What is expected: Copy each of the records below word for word.

Extracted entries:
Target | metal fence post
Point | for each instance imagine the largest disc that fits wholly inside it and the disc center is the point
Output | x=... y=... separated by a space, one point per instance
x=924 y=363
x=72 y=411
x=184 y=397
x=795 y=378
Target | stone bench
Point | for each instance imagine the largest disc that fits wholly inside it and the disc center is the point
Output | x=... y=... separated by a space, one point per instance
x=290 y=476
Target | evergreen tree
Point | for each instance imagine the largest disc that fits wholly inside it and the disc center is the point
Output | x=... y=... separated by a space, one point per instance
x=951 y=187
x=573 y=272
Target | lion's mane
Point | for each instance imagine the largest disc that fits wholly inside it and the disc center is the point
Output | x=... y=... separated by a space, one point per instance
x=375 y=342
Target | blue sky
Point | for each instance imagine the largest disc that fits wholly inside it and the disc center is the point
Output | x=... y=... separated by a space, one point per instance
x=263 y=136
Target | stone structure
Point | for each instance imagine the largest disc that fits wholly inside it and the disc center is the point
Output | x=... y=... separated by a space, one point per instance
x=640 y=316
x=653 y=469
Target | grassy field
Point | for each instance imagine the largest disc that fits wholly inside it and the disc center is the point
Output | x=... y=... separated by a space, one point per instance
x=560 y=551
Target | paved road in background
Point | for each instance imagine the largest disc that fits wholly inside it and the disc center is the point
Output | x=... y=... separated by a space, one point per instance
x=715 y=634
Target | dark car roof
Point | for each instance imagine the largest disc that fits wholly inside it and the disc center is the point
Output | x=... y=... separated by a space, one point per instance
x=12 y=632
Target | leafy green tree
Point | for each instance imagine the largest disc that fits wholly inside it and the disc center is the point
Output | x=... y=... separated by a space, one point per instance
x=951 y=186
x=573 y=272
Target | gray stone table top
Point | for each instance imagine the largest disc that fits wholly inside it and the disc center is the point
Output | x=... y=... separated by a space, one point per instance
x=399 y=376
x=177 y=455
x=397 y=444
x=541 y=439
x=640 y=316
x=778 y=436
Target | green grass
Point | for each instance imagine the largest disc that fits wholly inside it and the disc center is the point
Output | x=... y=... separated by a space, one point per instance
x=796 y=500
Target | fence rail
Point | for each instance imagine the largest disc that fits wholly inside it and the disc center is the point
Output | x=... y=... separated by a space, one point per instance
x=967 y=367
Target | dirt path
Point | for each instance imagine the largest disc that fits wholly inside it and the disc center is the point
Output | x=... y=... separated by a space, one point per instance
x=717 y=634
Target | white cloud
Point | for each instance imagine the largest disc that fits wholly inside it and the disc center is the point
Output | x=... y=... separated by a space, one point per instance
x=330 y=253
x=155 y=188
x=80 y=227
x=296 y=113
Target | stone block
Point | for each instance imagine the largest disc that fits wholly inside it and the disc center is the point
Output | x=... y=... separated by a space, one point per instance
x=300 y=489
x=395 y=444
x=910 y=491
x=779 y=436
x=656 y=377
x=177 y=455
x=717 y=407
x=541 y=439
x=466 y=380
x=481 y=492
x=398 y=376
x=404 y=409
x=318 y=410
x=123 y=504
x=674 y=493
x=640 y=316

The output:
Target | metal fence post
Point | for each instance imagine the largest disc that fits wholly inside it and the disc center is the point
Output | x=... y=... separated by a space, one point per instance
x=924 y=363
x=72 y=411
x=184 y=397
x=795 y=378
Target | stone bench
Point | for each instance imagine the largest disc that fits wholly inside it and the disc center is the point
Output | x=... y=... separated by a space, one point per instance
x=290 y=476
Target | evergreen tree
Point | for each instance imagine the largest disc that fits wholly inside it and the disc center is the point
Output | x=... y=... separated by a space, one point per instance
x=951 y=187
x=573 y=272
Target | lion's mane
Point | for each instance imagine the largest disc that fits wholly inside it and the disc center is the point
Output | x=... y=... separated by a space, one point per instance
x=375 y=342
Target | blue sky
Point | for each instance imagine the largest disc that fits wholly inside it and the disc center is the point
Output | x=... y=... separated by a space, one point per instance
x=263 y=136
Target | stone structure
Point | for each instance imagine the largest disc that fits wholly inside it and the disc center is the point
Output | x=... y=... separated by a space, one point per instance
x=640 y=316
x=653 y=469
Target | grassy field
Point | for each instance imagine the largest disc that fits wholly inside it and the disc center is the point
Output | x=... y=... separated by a space, one point per instance
x=560 y=551
Target | paved road in background
Point | for each instance imagine the largest disc that fits wholly inside it and the disc center is the point
Output | x=... y=... separated by a space, one point per instance
x=715 y=634
Target | dark car roof
Point | for each instance imagine the largest disc that fits wholly inside it and the disc center is the point
Output | x=... y=... separated by a space, one point per instance
x=12 y=632
Target | leafy green tree
Point | for each instance imagine the largest disc that fits wholly inside it and the disc center is the point
Output | x=... y=... separated by a space, one point per instance
x=951 y=186
x=573 y=272
Target | gray stone table top
Point | for each instance imagine the largest disc that fits wholly inside it and the disc center is the point
Output | x=... y=... separated by a space, one point per instance
x=399 y=376
x=177 y=455
x=397 y=444
x=541 y=439
x=640 y=316
x=778 y=436
Target | green grass
Point | for each instance imagine the largest disc that fits wholly inside it and the disc center is the point
Output | x=... y=... separated by a space, one point per instance
x=796 y=500
Target | fence rail
Point | for each instance imagine the largest disc that fits wholly inside it and the disc center is the point
Output | x=... y=... separated by a space, one point per instance
x=967 y=367
Target | dirt path
Point | for each instance imagine the largest disc that fits wholly inside it and the disc center is the point
Output | x=... y=... separated by a space, one point per instance
x=717 y=634
Target | white cloud
Point | for each instance imagine the largest disc that fits wholly inside it and the disc center is the point
Output | x=... y=... separated by a space, one point per instance
x=330 y=253
x=155 y=188
x=80 y=227
x=296 y=113
Target | stone block
Point | for each instance imagine the largest disc that fits wholly inside it and the disc center is the point
Output | x=... y=... separated by a space, one point per instance
x=300 y=489
x=395 y=444
x=910 y=491
x=779 y=436
x=656 y=377
x=177 y=455
x=717 y=407
x=541 y=439
x=466 y=380
x=481 y=492
x=398 y=376
x=404 y=409
x=318 y=410
x=123 y=504
x=674 y=493
x=640 y=316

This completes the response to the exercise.